[To be done]
- 1) Write out the passage of the thread on caching Django POSTs for bulk_create, starting with "Myobj.objects.bulk_create(newobjs, 1000)" and going on through "explained nicely here.".
- 2) In the listing, switch "blurred" to "out-of-focus" in the lines starting with the line with "in background. Keep to one point per instance." and going on through the end of the listing. Give only those lines, leaving out any picture.

[Page text]
....

How to cache individual Django REST API POSTs for bulk_create?

Tags: , , , ,



I have a Django REST API endpoint. It receives a JSON payload eg.

{ "data" : [0,1,2,3] }

This is decoded in a views.py function and generates a new database object like so (pseudo code):

newobj = MyObj.(col0 = 0, col1= 1, col2 = 2, col3 = 3)
newobj.save()

In tests, it is 20x faster to create a list of x1000 newobjs, then do a bulk create:

Myobj.objects.bulk_create(newobjs, 1000)

So, the question is how to save individual POSTs somewhere in Django ready for batch writes when we have 1000 of them ?

Answer

Thanks for the above responses, the answers included some of what was suggested, but is a superset, so here’s a summary.

This is really about creating a FIFO. memcached turns out to be unsuitable (after trying) because only redis has a list function that enables this, explained nicely here.

Also note that the Django built in cache does not support the redis list api calls.

....

[Stored data]
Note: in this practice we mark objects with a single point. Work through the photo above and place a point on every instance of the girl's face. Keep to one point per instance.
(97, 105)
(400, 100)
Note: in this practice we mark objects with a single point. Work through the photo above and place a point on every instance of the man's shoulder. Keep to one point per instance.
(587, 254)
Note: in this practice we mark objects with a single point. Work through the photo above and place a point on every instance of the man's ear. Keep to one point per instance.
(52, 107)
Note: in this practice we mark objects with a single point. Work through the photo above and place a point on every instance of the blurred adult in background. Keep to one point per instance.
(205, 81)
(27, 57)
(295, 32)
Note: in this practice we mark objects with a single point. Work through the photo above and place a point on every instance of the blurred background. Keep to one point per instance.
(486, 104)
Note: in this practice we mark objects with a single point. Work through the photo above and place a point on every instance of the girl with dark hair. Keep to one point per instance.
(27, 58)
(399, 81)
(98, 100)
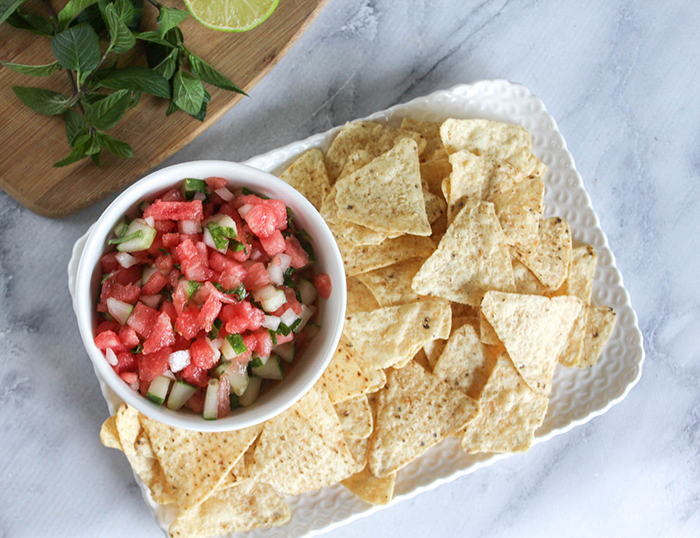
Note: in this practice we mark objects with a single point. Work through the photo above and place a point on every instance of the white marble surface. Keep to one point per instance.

....

[Answers to the tasks]
- 1)
Myobj.objects.bulk_create(newobjs, 1000)

So, the question is how to save individual POSTs somewhere in Django ready for batch writes when we have 1000 of them ?

Answer

Thanks for the above responses, the answers included some of what was suggested, but is a superset, so here’s a summary.

This is really about creating a FIFO. memcached turns out to be unsuitable (after trying) because only redis has a list function that enables this, explained nicely here.

- 2)
Note: in this practice we mark objects with a single point. Work through the photo above and place a point on every instance of the out-of-focus adult in background. Keep to one point per instance.
(205, 81)
(27, 57)
(295, 32)
Note: in this practice we mark objects with a single point. Work through the photo above and place a point on every instance of the out-of-focus background. Keep to one point per instance.
(486, 104)
Note: in this practice we mark objects with a single point. Work through the photo above and place a point on every instance of the girl with dark hair. Keep to one point per instance.
(27, 58)
(399, 81)
(98, 100)
Note: in this practice we mark objects with a single point. Work through the photo above and place a point on every instance of the white marble surface. Keep to one point per instance.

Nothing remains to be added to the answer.